== Text

For bare-metal use, the device tree blob (`bcm2712-rpi-5-b.dtb`) may or may not be required:

- If using `os_check=0`, the bootloader does not mandate DTB loading.
- For full hardware initialization (e.g., to access board-specific peripherals), the DTB is recommended.
- Community testing shows bare-metal images can boot with only `config.txt` and the kernel image.

### Bare-Metal Framework Support

**Circle** (a popular bare-metal C++ framework for Raspberry Pi) supports CM5 on the `rpi5` branch:

- Requires `kernel_address=0x80000` in `config.txt`
- For headless operation, add `DEFINE += -DSCREEN_HEADLESS` in `Config.mk`
- Network boot is confirmed working with Circle on CM5

> "Serial works also again - on pins 14/15. I managed to merge this into circle-stdlib and even my app starts doing something..."
> — *pottendo, Circle GitHub Discussion #413*

### Known Bare-Metal Quirks

- **HDMI/Display output**: Many configuration options available on earlier Pis are not honored by the CM5 firmware. The Linux kernel now handles display output; bare-metal frameworks relying on firmware-provided graphics may have limited display compatibility.

====

**What this task involves**
Answer these from the text on bare-metal CM5 booting:
(a) What line does Circle need in `config.txt`?
(b) On which pins does the quoted comment say serial works again?
(c) What now handles display output?

== Supplied information

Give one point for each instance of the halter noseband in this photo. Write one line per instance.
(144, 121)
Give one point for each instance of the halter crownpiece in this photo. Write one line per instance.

====

**Response**
(a) `kernel_address=0x80000`
(b) Pins 14/15
(c) The Linux kernel